[SET PROBLEM] Output only the lines that run from the line holding "Wildlife-survey tagging: tag each instance of the blurred" to the end of the entries, both ends included, and skip the pictures.
'''
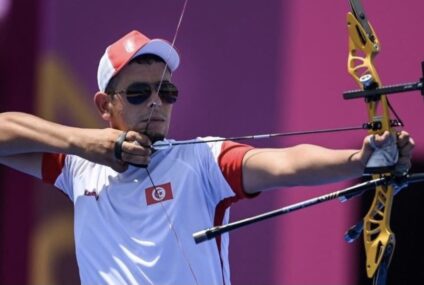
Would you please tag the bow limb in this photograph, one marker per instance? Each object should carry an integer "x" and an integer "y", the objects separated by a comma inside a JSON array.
[{"x": 379, "y": 240}]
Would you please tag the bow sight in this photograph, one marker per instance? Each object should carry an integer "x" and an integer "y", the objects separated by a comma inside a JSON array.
[{"x": 372, "y": 92}]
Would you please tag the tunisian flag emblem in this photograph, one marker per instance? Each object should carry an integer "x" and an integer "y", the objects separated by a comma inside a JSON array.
[{"x": 158, "y": 193}]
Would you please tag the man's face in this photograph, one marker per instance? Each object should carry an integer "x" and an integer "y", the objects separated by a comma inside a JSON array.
[{"x": 151, "y": 117}]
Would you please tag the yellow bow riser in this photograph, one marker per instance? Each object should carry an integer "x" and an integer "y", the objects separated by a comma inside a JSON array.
[{"x": 378, "y": 238}]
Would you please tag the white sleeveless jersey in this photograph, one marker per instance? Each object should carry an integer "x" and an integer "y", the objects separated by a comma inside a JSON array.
[{"x": 130, "y": 229}]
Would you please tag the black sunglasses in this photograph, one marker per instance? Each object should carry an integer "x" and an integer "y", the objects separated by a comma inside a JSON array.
[{"x": 138, "y": 92}]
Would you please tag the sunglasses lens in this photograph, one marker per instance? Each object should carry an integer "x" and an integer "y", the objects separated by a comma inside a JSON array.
[
  {"x": 168, "y": 92},
  {"x": 138, "y": 93}
]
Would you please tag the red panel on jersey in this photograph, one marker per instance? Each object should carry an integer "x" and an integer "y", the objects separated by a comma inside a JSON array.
[{"x": 51, "y": 166}]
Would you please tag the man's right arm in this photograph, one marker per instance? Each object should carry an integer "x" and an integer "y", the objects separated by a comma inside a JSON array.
[{"x": 24, "y": 138}]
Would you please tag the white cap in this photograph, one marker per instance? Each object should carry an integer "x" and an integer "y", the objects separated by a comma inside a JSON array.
[{"x": 133, "y": 44}]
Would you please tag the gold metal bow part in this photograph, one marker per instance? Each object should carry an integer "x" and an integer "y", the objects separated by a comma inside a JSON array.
[{"x": 364, "y": 45}]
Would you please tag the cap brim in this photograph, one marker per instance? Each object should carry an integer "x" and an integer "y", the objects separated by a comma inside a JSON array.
[{"x": 162, "y": 49}]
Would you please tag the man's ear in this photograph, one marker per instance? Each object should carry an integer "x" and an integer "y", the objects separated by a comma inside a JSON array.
[{"x": 103, "y": 104}]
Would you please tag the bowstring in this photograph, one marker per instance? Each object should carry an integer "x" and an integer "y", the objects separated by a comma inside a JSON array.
[{"x": 155, "y": 188}]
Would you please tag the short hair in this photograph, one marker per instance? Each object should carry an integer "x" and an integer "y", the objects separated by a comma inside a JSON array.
[{"x": 146, "y": 58}]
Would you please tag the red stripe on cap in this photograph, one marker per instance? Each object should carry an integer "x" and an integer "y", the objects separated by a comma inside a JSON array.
[
  {"x": 121, "y": 51},
  {"x": 51, "y": 166}
]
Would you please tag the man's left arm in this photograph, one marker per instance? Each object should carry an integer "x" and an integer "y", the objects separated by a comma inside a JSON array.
[{"x": 306, "y": 164}]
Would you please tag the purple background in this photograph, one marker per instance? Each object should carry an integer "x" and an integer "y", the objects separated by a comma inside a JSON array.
[{"x": 247, "y": 67}]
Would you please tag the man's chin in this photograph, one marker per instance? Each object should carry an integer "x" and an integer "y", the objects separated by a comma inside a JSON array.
[{"x": 154, "y": 136}]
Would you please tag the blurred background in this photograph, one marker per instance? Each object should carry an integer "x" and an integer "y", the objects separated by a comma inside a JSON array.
[{"x": 247, "y": 67}]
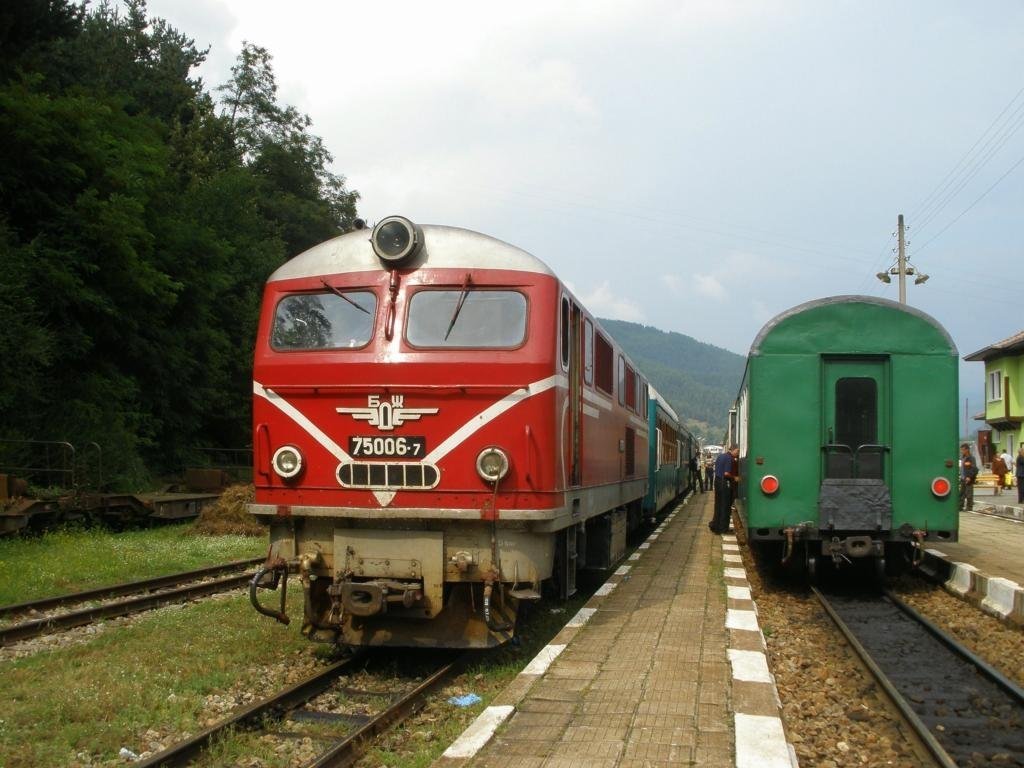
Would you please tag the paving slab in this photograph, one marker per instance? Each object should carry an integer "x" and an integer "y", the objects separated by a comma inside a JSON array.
[{"x": 665, "y": 666}]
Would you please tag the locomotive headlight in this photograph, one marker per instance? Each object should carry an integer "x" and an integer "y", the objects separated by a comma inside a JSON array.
[
  {"x": 287, "y": 461},
  {"x": 493, "y": 464},
  {"x": 395, "y": 239}
]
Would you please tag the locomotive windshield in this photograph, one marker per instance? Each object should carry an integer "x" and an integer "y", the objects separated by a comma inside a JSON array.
[
  {"x": 324, "y": 321},
  {"x": 468, "y": 318}
]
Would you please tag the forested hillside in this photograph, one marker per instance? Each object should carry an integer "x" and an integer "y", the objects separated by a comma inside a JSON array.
[
  {"x": 140, "y": 214},
  {"x": 699, "y": 380}
]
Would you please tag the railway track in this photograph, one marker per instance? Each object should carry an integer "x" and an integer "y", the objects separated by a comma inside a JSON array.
[
  {"x": 151, "y": 593},
  {"x": 284, "y": 716},
  {"x": 965, "y": 712}
]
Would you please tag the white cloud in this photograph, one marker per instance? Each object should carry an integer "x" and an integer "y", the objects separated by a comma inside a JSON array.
[
  {"x": 709, "y": 285},
  {"x": 603, "y": 303}
]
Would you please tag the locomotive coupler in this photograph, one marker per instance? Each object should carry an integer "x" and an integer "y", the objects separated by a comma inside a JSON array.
[
  {"x": 488, "y": 586},
  {"x": 269, "y": 576},
  {"x": 308, "y": 561},
  {"x": 371, "y": 598}
]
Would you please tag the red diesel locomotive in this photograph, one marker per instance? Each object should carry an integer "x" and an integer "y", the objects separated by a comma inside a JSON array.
[{"x": 441, "y": 431}]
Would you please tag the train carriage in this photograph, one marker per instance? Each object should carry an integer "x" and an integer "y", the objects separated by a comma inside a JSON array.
[
  {"x": 670, "y": 452},
  {"x": 846, "y": 423},
  {"x": 440, "y": 429}
]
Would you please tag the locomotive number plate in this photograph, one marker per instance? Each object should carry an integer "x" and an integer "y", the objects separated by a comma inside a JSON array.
[{"x": 388, "y": 448}]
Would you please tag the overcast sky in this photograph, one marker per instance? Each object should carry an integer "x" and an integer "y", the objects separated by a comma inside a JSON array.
[{"x": 694, "y": 166}]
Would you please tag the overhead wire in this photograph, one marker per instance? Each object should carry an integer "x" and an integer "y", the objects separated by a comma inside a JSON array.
[
  {"x": 981, "y": 162},
  {"x": 995, "y": 183},
  {"x": 923, "y": 205}
]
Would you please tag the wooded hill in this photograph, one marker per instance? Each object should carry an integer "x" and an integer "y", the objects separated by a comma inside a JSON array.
[
  {"x": 139, "y": 218},
  {"x": 699, "y": 380}
]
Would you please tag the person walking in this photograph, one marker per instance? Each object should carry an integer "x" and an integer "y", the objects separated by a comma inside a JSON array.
[
  {"x": 1020, "y": 475},
  {"x": 725, "y": 479},
  {"x": 969, "y": 472},
  {"x": 696, "y": 479},
  {"x": 999, "y": 469}
]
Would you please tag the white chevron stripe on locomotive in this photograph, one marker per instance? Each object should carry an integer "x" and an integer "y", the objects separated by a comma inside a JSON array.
[
  {"x": 299, "y": 418},
  {"x": 454, "y": 440},
  {"x": 493, "y": 412}
]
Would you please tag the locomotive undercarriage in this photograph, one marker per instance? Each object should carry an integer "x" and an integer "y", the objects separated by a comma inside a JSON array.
[{"x": 371, "y": 583}]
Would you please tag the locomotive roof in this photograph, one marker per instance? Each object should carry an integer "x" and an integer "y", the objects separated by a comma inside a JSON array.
[
  {"x": 442, "y": 247},
  {"x": 838, "y": 324}
]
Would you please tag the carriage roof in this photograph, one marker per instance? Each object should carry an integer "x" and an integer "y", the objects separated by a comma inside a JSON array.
[
  {"x": 853, "y": 325},
  {"x": 442, "y": 247}
]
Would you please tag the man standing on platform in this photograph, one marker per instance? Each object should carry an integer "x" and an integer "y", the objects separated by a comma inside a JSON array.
[
  {"x": 969, "y": 473},
  {"x": 725, "y": 482}
]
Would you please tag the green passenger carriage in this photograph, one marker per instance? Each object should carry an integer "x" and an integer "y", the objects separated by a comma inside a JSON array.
[
  {"x": 670, "y": 448},
  {"x": 847, "y": 427}
]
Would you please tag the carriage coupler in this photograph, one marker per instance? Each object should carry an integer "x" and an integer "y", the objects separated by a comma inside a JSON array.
[{"x": 268, "y": 577}]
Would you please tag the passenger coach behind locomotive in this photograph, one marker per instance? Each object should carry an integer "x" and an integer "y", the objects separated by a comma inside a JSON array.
[
  {"x": 439, "y": 428},
  {"x": 847, "y": 429}
]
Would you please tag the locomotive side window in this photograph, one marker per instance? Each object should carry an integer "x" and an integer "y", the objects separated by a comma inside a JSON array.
[
  {"x": 564, "y": 326},
  {"x": 588, "y": 351},
  {"x": 856, "y": 412},
  {"x": 468, "y": 318},
  {"x": 622, "y": 380},
  {"x": 324, "y": 321},
  {"x": 604, "y": 375}
]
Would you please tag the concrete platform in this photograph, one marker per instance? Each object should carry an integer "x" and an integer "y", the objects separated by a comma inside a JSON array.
[
  {"x": 986, "y": 565},
  {"x": 664, "y": 666}
]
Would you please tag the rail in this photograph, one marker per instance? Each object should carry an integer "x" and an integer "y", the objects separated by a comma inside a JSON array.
[
  {"x": 343, "y": 753},
  {"x": 28, "y": 630},
  {"x": 932, "y": 679}
]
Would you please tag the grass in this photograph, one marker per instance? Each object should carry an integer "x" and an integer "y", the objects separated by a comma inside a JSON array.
[
  {"x": 81, "y": 704},
  {"x": 78, "y": 559}
]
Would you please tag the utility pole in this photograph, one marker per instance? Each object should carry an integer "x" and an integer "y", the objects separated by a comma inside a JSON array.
[{"x": 901, "y": 262}]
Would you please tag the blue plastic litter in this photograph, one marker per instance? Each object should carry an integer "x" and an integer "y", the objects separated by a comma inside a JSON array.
[{"x": 468, "y": 700}]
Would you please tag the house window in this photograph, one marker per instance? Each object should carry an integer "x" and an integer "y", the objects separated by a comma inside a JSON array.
[{"x": 995, "y": 385}]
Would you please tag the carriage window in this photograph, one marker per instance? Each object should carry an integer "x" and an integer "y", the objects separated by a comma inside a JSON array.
[
  {"x": 856, "y": 412},
  {"x": 324, "y": 321},
  {"x": 469, "y": 318},
  {"x": 604, "y": 375},
  {"x": 588, "y": 351}
]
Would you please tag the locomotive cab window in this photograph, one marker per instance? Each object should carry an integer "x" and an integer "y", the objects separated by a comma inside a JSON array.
[
  {"x": 324, "y": 321},
  {"x": 470, "y": 318}
]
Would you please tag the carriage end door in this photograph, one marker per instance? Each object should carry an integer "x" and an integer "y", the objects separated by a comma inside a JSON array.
[{"x": 856, "y": 418}]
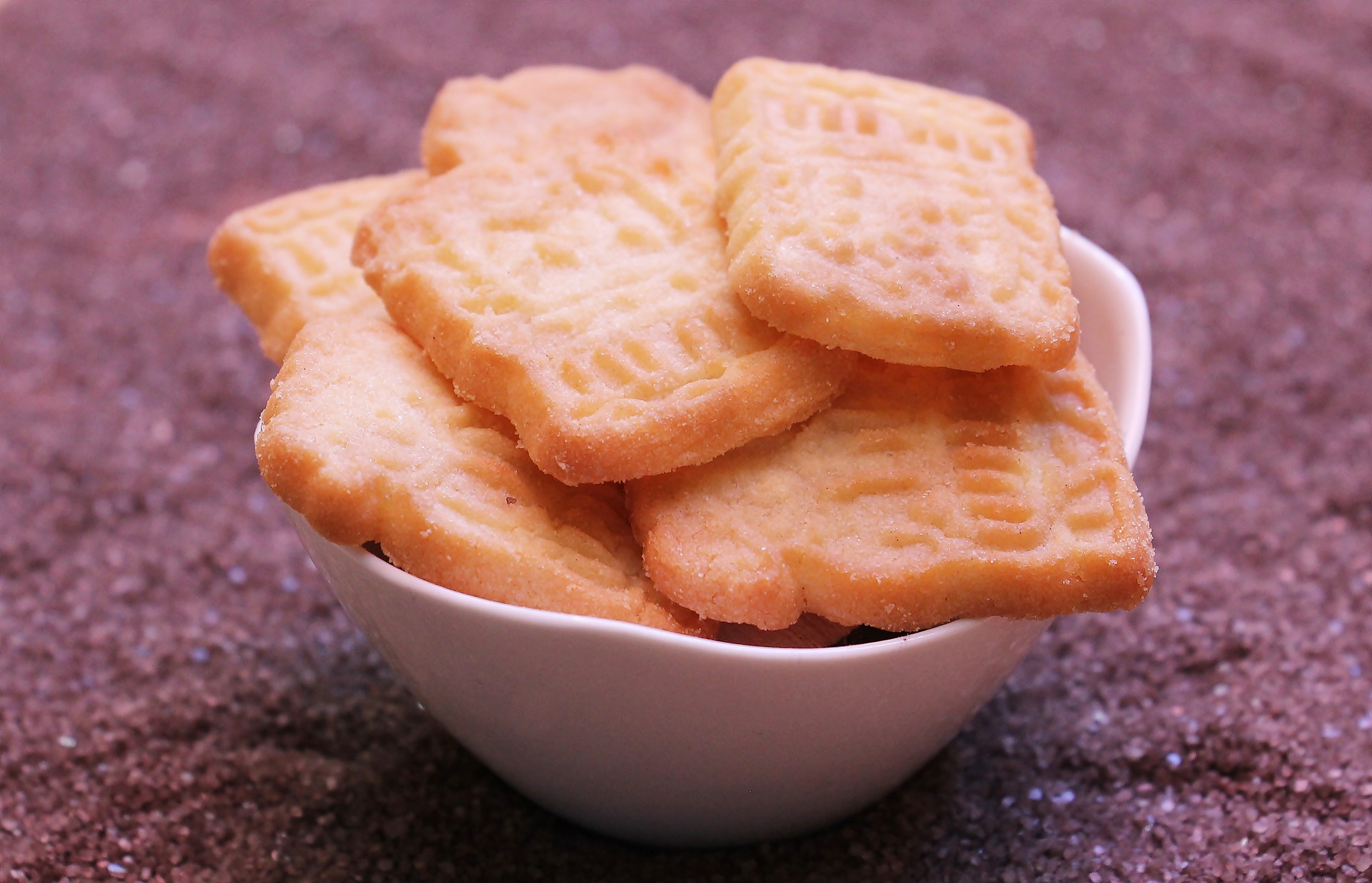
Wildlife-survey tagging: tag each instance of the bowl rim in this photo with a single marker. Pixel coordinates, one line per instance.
(1132, 304)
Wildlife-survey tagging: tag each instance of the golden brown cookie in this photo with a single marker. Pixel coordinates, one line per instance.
(891, 217)
(541, 109)
(286, 261)
(923, 495)
(368, 441)
(583, 295)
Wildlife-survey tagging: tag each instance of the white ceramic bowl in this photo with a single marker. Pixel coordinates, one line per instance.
(677, 741)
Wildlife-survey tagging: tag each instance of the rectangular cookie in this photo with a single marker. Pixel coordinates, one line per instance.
(368, 443)
(287, 260)
(537, 107)
(583, 295)
(891, 217)
(921, 496)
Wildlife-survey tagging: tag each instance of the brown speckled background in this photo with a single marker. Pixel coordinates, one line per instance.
(180, 696)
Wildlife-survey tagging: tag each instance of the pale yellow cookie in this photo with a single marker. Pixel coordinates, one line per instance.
(368, 441)
(583, 295)
(923, 495)
(286, 261)
(891, 217)
(541, 109)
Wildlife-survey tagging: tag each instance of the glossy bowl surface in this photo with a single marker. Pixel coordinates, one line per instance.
(675, 741)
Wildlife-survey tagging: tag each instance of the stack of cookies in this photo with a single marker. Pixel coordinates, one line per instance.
(792, 360)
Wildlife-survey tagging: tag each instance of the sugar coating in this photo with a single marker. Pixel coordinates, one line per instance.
(538, 107)
(287, 260)
(583, 295)
(368, 441)
(891, 217)
(923, 495)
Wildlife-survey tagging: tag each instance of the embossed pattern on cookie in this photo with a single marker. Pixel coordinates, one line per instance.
(891, 217)
(287, 260)
(368, 441)
(535, 109)
(923, 495)
(585, 297)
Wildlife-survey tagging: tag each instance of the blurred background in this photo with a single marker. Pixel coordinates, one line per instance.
(182, 699)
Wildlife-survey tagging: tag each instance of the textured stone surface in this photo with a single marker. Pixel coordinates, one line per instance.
(180, 696)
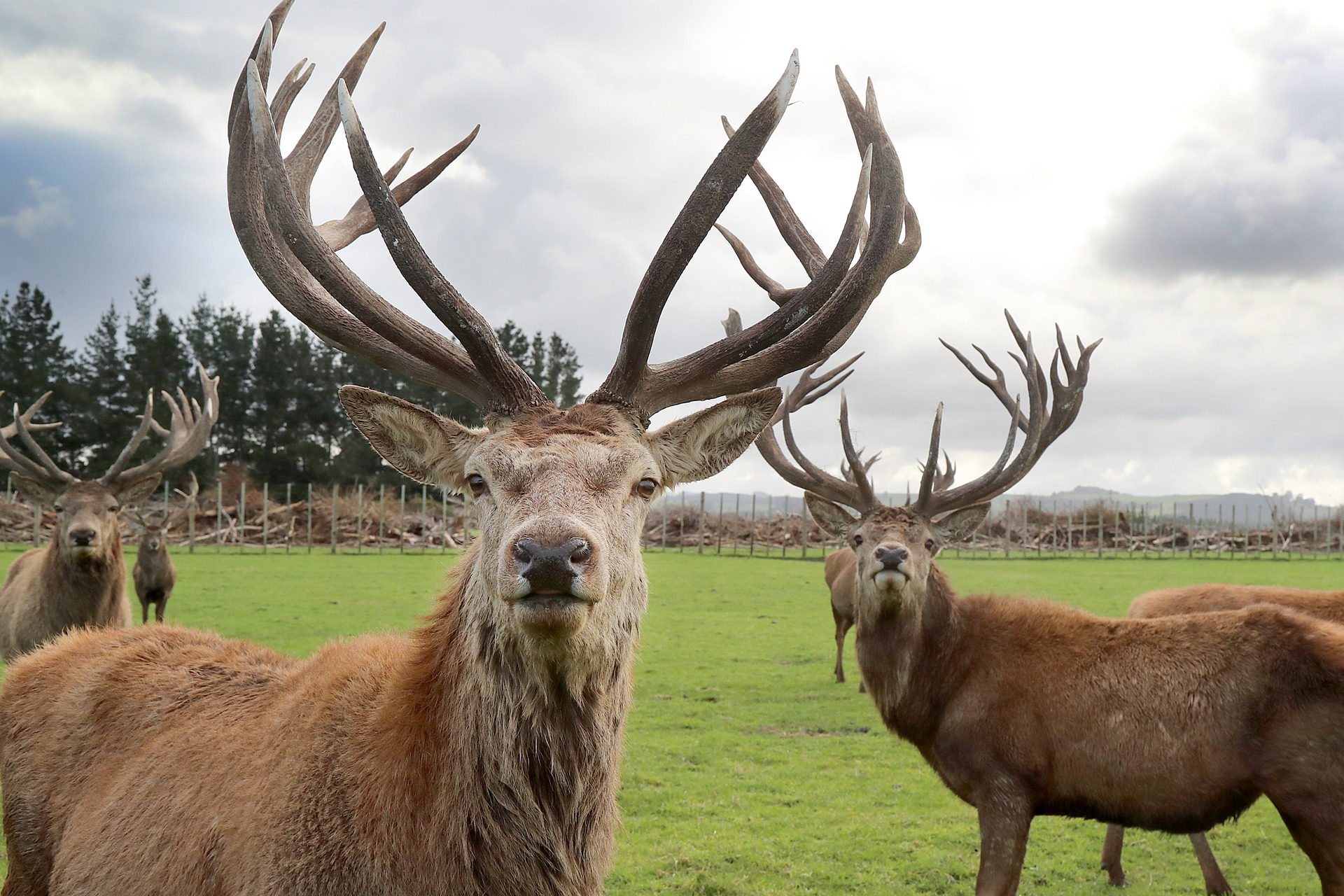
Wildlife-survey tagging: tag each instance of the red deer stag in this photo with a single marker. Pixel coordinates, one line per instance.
(1031, 708)
(1212, 598)
(80, 577)
(480, 752)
'''
[RESULT FOR THIS TASK]
Wildlife-survey tagging: tag each instance of the blurred background in this photo with a single marker. Pixel coordinates, one line per instance.
(182, 699)
Wildlife-survey tagging: tag each instance of the textured stone surface in this photo with a single marker. Pixel coordinates, one line per instance.
(180, 696)
Wildlife-survey tagging: tag each instance of the red deer stag in this photo with a single marker. Pixel coordinates, one line per instance.
(1031, 708)
(1212, 598)
(80, 577)
(480, 752)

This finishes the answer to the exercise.